◆ **WORK INSTRUCTION**: Lines with "shown": how many are there in the listing below? Reply with the number only.
((
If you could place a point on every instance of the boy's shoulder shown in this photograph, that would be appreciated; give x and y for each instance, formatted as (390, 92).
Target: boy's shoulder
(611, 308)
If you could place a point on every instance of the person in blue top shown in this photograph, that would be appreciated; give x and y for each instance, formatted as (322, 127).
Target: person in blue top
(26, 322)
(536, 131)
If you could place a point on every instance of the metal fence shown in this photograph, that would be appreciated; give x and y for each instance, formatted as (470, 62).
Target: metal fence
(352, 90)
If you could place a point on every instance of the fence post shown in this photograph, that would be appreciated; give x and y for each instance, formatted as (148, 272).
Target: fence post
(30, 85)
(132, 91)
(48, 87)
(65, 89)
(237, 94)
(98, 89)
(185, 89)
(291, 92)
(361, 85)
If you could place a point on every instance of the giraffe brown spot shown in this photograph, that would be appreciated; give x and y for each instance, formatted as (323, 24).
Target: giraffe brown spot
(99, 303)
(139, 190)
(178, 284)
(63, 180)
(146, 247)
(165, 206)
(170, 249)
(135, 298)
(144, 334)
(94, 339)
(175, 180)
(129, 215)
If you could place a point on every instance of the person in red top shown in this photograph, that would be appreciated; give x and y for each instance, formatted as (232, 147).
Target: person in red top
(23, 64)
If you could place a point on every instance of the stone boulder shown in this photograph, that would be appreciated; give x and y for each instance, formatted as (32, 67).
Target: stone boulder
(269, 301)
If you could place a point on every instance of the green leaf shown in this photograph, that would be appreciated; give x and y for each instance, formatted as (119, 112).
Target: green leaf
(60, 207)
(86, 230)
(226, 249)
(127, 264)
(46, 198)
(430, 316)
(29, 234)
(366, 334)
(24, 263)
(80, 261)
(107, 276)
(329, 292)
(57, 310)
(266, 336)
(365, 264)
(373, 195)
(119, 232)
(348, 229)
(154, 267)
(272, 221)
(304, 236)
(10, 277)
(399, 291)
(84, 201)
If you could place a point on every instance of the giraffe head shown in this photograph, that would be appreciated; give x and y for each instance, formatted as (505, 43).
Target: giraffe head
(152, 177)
))
◆ **RESULT OF THIS EXERCISE**: 9